### Exercise description
Retype all of the material below character for character, keeping every line as it is.

--- START ---

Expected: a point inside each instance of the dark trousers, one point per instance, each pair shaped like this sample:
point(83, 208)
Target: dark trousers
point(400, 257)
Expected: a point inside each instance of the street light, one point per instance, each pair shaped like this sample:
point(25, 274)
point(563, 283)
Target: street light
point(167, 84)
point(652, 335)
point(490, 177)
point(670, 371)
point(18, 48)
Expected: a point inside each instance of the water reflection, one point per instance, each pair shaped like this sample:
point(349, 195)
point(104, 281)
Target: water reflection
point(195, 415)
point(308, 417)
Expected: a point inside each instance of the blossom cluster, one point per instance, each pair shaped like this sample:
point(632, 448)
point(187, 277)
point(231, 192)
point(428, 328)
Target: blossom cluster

--- END ---

### Result below
Expected: a point inside each instance of the dark trousers, one point per instance, each pair shaped like this sample:
point(83, 208)
Target: dark trousers
point(400, 257)
Expected: a point inside each instance of the street light, one point per instance, each pair shaped like this sample:
point(25, 274)
point(563, 283)
Target: street light
point(167, 84)
point(652, 335)
point(490, 177)
point(670, 371)
point(18, 48)
Expected: a point inside each instance of the water reflection, one point per instance, each pair shaped like this sample:
point(349, 195)
point(104, 281)
Target: water reflection
point(195, 415)
point(308, 417)
Expected: a point inside each instance of the blossom cluster, one point per instance, each pair shaped like this sample:
point(632, 448)
point(187, 277)
point(231, 192)
point(428, 328)
Target: blossom cluster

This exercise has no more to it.